** Selected text follows **

Gay billionaire Peter Thiel is now a self-appointed theologian
Having apparently exhausted his interest in seasteading and blood transfusions from young people to ward off aging, gay Silicon Valley billionaire Peter Thiel has found a new topic to explore: the anti-Christ.
Since last fall, Thiel has been touring a four-part lecture series on the figure mentioned in the New Testament as the primary opponent of Jesus in the final days before his second coming. If that seems like an offbeat topic for a Silicon Valley millionaire, Thiel has always been known for his esoteric interests.
Thiel’s interest in the anti-Christ may date back to his own upbringing, as he was raised an evangelical. He now describes himself as a “small-o orthodox Christian.”
The concept of the anti-Christ is based on a handful of passages in the epistles of John and Paul in the New Testament. “Children, it is the last hour!” reads one passage. “As you have heard that antichrist is coming, so now many antichrists have come. From this, we know that it is the last hour.”
As with any biblical passage, the language has been the subject of a dizzying range of interpretations.
The version of the anti-Christ that has taken hold in right-wing evangelical circles is a messianic figure who emerges after the rapture has taken all true believers to heaven. The anti-Christ imposes a one-world government and a ban on would-be Christians in the final battle for Earth before Christ’s second coming. The concept was popularized in a series of books written by anti-LGBTQ+ minister Tim LaHaye, several of which were turned into movies.
While recording or taking notes during Thiel’s lectures is forbidden, excerpts of his presentations have made it into the press. They are, to say the least, confusing and heavily dependent upon a bleak view of the world. “What I will focus on is the most common and most dramatic interpretation of anti-Christ: an evil king or tyrant or anti-messiah who appears in the end times,” Thiel said, according to one account.
Thiel seems to equate the anti-Christ with a one-world government. He points to what he sees as the growing threat of the environmental movement, as well as fear of AI and nuclear war, as clearing the way for the rise of the “anti-Messiah.” He worries that the world will settle for an “unjust peace” that will make it easier for a leader to seize power in the name of security. The United States is “ground zero” for the emergence of the anti-Christ.
A lot of what Thiel worries about is “stagnation,” which is a recurring theme of his. Ever the pessimist, he believes that the past 50 years have been 50 years of meh, not technological advancement. Thiel once famously complained that we were promised flying cars in the future and “instead we got 140 characters.” In a New York Times interview, he claimed that “we’ve made zero progress in 40 to 50 years” of research on Alzheimer’s disease, which is probably a surprise to the scientists who have a vastly better understanding of it than they did in 1976.

** End of Selected text **
** Supplied data follows **

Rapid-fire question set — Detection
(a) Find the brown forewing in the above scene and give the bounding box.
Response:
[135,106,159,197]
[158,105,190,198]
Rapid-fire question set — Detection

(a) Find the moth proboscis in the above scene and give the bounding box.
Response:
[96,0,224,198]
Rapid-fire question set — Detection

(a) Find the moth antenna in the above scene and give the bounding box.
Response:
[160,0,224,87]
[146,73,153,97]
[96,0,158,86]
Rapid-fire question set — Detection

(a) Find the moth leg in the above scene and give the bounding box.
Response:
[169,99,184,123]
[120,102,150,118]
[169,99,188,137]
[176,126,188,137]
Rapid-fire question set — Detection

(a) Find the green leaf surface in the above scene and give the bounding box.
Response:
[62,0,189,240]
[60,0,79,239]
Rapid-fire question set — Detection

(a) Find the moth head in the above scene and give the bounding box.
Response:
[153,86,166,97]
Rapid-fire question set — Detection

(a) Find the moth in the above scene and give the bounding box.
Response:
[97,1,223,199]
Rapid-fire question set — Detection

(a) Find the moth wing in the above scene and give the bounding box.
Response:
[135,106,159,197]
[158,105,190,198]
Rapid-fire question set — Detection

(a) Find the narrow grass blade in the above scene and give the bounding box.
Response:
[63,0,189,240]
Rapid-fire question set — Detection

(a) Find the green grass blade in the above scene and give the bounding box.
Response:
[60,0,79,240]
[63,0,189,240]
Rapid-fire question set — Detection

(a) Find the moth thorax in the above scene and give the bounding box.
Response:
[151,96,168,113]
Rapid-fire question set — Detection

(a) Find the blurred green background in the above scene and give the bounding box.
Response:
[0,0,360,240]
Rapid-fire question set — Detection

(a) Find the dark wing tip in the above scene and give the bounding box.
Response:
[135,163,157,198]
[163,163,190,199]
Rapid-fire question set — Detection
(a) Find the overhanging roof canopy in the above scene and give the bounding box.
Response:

** End of Supplied data **

Summarize the text on Peter Thiel's lectures about the anti-Christ in two sentences.

### Response area
Since last fall, Silicon Valley billionaire Peter Thiel, who was raised an evangelical and now calls himself a "small-o orthodox Christian," has been touring a four-part lecture series on the anti-Christ, a figure based on a handful of New Testament passages. Excerpts that reached the press show him equating the anti-Christ with a one-world government, naming the environmental movement and fears of AI and nuclear war as clearing the way for it, and linking these worries to his recurring theme of "stagnation."